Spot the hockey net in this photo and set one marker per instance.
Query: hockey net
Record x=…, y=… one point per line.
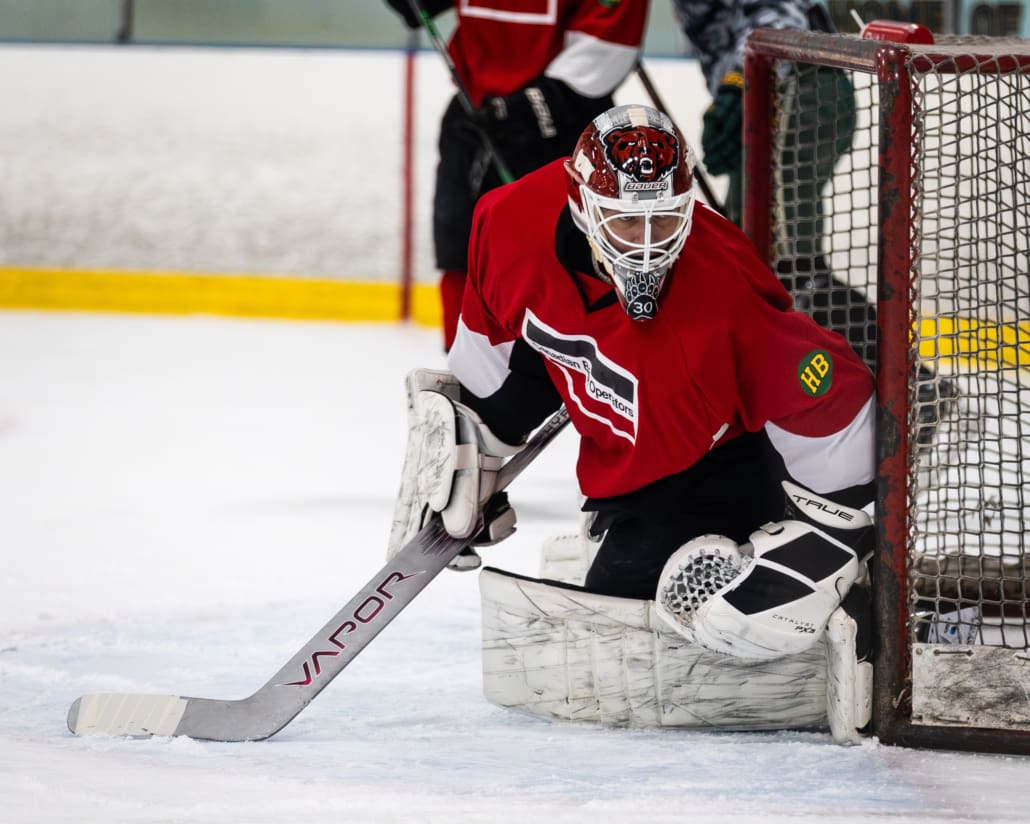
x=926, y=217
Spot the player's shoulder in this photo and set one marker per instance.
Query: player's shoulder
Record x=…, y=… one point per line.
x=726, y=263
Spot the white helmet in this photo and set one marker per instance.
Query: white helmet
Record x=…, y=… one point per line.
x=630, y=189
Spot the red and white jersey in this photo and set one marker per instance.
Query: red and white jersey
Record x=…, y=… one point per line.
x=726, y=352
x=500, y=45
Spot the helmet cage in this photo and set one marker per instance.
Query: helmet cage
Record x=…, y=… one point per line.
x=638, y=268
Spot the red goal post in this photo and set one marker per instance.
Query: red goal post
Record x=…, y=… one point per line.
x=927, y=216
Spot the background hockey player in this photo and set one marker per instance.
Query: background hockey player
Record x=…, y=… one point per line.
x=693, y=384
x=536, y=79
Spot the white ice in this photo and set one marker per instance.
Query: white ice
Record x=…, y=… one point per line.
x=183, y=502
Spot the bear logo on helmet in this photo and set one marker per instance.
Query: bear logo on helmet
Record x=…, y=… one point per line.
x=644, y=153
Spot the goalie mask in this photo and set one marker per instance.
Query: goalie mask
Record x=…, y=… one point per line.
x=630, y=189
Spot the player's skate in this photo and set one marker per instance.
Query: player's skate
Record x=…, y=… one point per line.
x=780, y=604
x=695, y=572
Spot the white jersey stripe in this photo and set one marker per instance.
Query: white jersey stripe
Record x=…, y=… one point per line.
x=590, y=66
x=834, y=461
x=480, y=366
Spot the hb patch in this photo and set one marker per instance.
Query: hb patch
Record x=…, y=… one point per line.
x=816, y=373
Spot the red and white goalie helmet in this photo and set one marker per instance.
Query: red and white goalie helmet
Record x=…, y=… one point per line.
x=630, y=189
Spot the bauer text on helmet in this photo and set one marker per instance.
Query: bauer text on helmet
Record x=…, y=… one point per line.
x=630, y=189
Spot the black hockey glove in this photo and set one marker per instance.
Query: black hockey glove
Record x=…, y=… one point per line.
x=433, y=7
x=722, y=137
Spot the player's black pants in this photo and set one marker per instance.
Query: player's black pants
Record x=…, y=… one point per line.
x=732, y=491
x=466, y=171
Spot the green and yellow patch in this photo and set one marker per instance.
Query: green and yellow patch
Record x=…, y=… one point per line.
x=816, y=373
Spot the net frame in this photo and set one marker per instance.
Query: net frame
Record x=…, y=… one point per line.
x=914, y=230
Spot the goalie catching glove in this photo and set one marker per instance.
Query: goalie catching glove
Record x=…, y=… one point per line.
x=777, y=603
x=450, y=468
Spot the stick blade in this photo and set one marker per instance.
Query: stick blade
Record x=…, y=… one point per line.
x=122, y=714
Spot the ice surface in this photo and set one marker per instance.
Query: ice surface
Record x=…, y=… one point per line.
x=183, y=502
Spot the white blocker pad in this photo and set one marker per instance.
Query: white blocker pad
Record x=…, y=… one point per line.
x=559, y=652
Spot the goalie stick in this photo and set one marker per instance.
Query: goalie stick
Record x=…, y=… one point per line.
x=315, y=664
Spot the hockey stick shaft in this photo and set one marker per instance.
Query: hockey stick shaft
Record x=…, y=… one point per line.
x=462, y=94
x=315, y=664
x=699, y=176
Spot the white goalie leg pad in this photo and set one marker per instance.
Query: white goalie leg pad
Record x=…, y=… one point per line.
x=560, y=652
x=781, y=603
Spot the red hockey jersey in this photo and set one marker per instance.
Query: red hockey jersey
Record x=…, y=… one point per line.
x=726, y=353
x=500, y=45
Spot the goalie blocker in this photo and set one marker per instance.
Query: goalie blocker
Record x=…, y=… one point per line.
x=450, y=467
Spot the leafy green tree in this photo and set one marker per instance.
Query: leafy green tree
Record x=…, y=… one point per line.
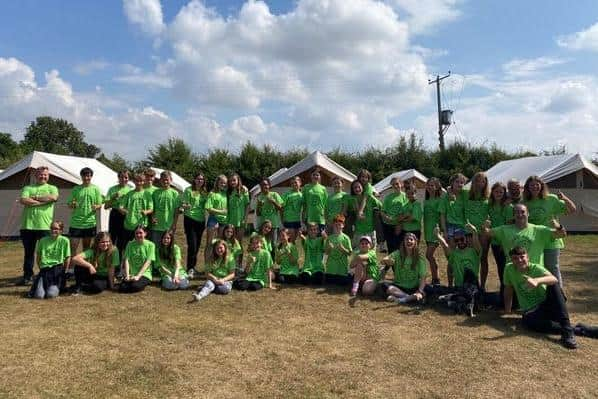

▶ [Work to do]:
Skip all pictures. Write out only the lines from the one containing "Spot the goalie stick" to the end of the listing above, inclusive, exactly as given.

▶ [Result]:
Spot the goalie stick in this photo and set one marker per instance.
Query: goalie stick
Record x=…, y=… one point per line.
x=315, y=664
Spot the hockey stick shaft in this photo and set one marker per instance.
Query: hockey stick shaft
Record x=…, y=… one point per line.
x=462, y=94
x=315, y=664
x=699, y=176
Spot the white goalie leg pad in this photo and set one marker per instance.
Query: white goalie leg pad
Record x=…, y=… one point per line.
x=560, y=652
x=781, y=603
Spot the red hockey jersey in this photo and set one marker per instance.
Query: red hockey jersey
Record x=…, y=… one point per line.
x=726, y=353
x=500, y=45
Spot the goalie blocker in this photo and set one marker per instance.
Query: goalie blocker
Record x=…, y=… one point per line.
x=450, y=467
Spot the leafy green tree in this photo and set one marker per instance.
Query: leafy green tree
Record x=…, y=… one point per line.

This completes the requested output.